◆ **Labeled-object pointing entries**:
········
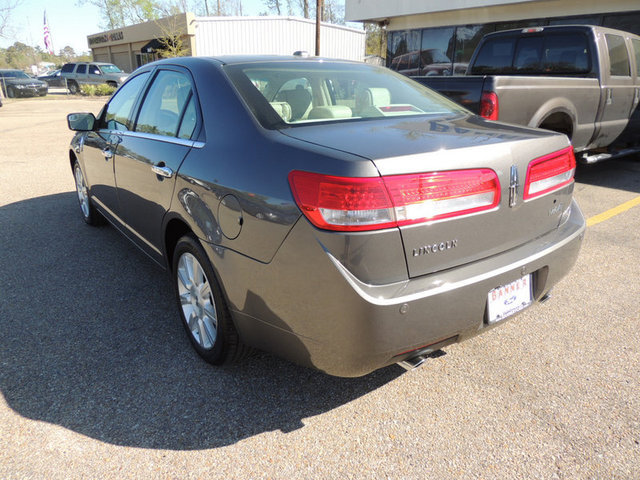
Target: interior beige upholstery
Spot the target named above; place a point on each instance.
(330, 111)
(283, 109)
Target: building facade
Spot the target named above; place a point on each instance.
(438, 37)
(135, 45)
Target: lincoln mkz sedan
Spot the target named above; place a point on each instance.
(336, 214)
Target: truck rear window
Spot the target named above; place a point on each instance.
(546, 54)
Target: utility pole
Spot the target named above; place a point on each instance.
(319, 8)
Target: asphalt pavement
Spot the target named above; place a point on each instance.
(98, 380)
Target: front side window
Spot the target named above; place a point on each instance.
(165, 106)
(618, 57)
(117, 115)
(295, 93)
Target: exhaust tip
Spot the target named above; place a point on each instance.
(413, 362)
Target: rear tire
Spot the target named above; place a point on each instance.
(203, 309)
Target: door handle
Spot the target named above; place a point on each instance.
(162, 170)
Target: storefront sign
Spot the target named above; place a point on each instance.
(106, 37)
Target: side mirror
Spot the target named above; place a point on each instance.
(81, 122)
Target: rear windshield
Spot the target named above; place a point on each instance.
(548, 54)
(303, 92)
(13, 74)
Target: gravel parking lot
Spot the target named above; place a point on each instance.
(98, 380)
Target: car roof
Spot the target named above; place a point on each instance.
(244, 59)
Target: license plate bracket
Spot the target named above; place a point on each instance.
(507, 300)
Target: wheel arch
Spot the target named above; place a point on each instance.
(558, 115)
(175, 229)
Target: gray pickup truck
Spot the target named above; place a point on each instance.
(583, 81)
(92, 73)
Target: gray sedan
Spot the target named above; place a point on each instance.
(334, 213)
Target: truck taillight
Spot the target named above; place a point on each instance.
(549, 173)
(489, 105)
(360, 204)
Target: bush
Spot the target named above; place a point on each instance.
(97, 90)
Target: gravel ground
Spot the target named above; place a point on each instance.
(97, 378)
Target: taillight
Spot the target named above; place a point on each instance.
(358, 204)
(489, 105)
(549, 173)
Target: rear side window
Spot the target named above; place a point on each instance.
(636, 49)
(566, 53)
(528, 54)
(495, 56)
(552, 53)
(618, 56)
(166, 104)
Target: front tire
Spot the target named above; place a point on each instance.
(202, 306)
(89, 213)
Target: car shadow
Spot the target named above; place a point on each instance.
(622, 173)
(91, 341)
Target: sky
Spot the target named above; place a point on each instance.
(69, 22)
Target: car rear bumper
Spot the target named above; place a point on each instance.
(307, 307)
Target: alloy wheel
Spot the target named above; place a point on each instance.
(196, 301)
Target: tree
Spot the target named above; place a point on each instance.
(6, 9)
(120, 13)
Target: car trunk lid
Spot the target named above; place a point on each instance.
(414, 146)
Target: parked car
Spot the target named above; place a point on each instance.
(94, 73)
(53, 79)
(334, 213)
(16, 83)
(580, 80)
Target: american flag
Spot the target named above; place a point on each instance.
(48, 44)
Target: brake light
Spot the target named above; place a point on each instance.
(360, 204)
(549, 173)
(489, 108)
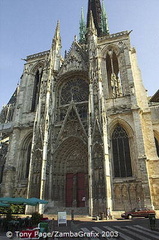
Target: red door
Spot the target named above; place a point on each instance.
(81, 190)
(69, 189)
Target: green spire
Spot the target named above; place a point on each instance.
(104, 20)
(82, 33)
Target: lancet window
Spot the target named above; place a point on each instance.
(121, 153)
(36, 89)
(157, 146)
(74, 90)
(113, 73)
(28, 161)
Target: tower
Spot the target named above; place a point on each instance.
(83, 134)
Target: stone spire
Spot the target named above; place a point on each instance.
(82, 28)
(104, 20)
(55, 55)
(57, 37)
(95, 7)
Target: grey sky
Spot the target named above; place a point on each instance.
(27, 27)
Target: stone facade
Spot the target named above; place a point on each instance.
(83, 133)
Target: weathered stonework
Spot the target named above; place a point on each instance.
(62, 122)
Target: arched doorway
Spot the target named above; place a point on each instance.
(70, 173)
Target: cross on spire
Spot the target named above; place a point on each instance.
(99, 16)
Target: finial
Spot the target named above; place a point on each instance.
(82, 34)
(104, 20)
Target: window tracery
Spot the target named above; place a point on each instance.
(74, 90)
(121, 153)
(157, 146)
(113, 73)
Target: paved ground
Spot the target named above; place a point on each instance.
(129, 229)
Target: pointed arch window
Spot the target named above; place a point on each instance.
(113, 74)
(121, 153)
(157, 146)
(36, 90)
(28, 161)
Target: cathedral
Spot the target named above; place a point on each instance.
(80, 130)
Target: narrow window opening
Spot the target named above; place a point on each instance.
(36, 90)
(157, 146)
(28, 161)
(121, 153)
(113, 73)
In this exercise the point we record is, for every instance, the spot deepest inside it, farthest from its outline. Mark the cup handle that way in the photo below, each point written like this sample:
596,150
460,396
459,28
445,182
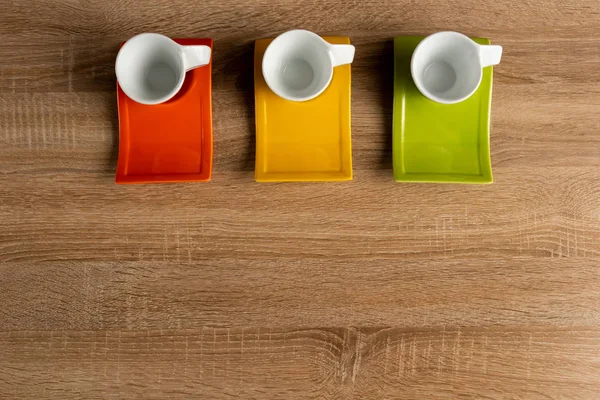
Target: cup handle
490,55
342,54
195,56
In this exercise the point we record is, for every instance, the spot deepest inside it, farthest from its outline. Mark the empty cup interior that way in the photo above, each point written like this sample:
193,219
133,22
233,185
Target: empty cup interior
298,67
149,68
448,68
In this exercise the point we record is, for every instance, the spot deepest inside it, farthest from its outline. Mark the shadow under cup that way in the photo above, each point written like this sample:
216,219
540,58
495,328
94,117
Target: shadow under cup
297,70
150,70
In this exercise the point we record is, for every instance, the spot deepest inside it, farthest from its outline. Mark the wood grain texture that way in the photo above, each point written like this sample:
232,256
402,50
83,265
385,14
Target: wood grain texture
357,290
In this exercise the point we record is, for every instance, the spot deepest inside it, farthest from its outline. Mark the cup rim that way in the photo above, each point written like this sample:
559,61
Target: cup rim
········
◆ **Your objective**:
Please rewrite the records starting at the line that has "Mark the wood" and running to the end of the records, swapping "sample" for "example" and leaving everything else unchanged.

◆ **Answer to this problem**:
In this exercise the point we record is, for every instance, the spot deepest inside it, farthest from its outline. Mark the wood grain texture that way in the photo above, each point written like this example:
232,256
402,50
83,265
385,14
Target: wood grain texture
357,290
In this exercise the point we record is, for every instance, the spot deepest inside it, farthest from its outline. Mark the cup rim that way in the photo above, each point written like this example:
559,61
Target: cup rim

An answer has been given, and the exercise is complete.